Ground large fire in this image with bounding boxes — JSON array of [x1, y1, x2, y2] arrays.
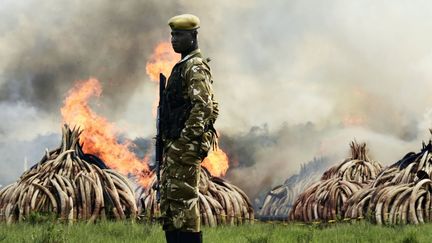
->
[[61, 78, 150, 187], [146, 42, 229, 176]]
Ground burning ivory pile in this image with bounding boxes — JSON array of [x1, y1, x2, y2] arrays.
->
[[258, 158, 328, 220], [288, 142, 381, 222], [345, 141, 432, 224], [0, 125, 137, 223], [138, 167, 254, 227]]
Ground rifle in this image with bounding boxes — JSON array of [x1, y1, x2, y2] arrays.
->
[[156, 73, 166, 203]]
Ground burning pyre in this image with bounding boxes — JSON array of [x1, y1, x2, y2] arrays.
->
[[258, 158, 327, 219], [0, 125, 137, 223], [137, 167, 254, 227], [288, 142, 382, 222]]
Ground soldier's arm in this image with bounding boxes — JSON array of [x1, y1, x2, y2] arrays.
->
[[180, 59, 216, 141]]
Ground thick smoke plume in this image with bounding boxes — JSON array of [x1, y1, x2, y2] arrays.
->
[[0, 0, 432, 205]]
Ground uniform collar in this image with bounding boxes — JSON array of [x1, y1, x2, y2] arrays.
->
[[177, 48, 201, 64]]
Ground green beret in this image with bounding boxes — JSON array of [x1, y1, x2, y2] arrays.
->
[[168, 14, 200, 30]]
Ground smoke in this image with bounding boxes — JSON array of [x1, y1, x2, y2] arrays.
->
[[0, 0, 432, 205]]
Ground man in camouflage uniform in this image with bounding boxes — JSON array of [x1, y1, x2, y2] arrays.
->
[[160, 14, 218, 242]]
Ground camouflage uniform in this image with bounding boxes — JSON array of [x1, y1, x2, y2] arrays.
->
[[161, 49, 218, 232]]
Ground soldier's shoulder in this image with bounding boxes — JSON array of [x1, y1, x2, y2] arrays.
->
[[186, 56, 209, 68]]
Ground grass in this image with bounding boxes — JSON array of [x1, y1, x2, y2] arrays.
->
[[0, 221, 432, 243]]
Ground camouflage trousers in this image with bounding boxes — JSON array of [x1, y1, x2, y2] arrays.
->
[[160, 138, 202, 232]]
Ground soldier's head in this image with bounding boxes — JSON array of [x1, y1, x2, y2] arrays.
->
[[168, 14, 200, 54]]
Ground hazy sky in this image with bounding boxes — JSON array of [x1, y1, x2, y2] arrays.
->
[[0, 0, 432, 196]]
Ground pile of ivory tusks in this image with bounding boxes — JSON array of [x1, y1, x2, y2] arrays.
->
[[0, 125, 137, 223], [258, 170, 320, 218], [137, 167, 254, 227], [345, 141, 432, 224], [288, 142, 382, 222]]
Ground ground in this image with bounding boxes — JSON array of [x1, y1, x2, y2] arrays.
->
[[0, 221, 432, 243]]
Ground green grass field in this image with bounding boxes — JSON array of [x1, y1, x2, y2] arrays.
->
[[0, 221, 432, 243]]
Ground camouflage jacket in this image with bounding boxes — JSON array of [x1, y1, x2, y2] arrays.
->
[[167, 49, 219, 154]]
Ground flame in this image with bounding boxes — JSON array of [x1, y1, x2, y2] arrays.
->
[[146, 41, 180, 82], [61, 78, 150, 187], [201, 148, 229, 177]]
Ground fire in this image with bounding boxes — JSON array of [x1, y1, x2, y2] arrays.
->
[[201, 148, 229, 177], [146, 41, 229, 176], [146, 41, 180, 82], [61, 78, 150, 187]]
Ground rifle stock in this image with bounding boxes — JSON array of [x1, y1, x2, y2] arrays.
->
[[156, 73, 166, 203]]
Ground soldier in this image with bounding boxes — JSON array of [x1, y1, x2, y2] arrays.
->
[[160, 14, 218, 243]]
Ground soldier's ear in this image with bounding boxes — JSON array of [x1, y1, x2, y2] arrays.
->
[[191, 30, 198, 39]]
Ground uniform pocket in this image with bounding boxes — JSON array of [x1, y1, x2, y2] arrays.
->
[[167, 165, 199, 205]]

TASK TO CARRY OUT
Reproduce the stretch from the start of the rows through the line containing "167, 254, 227]]", that line included, keeping the requests as they are but scaling every bounding box coordinate in the answers by 1.85 and rounding to whole numbers, with halves rounded up. Leave the pictures out.

FINAL RESULT
Ground large fire in this image with bounding boxes — JSON array of [x1, y1, x2, y2] arrays.
->
[[113, 144, 278, 346], [270, 78, 424, 326]]
Ground burning ivory pile in this image with bounding boxes — JSON array of [x1, y1, x2, y2] arrays.
->
[[477, 292, 607, 407], [533, 263, 705, 411], [638, 261, 799, 414], [0, 231, 253, 413], [255, 309, 470, 420]]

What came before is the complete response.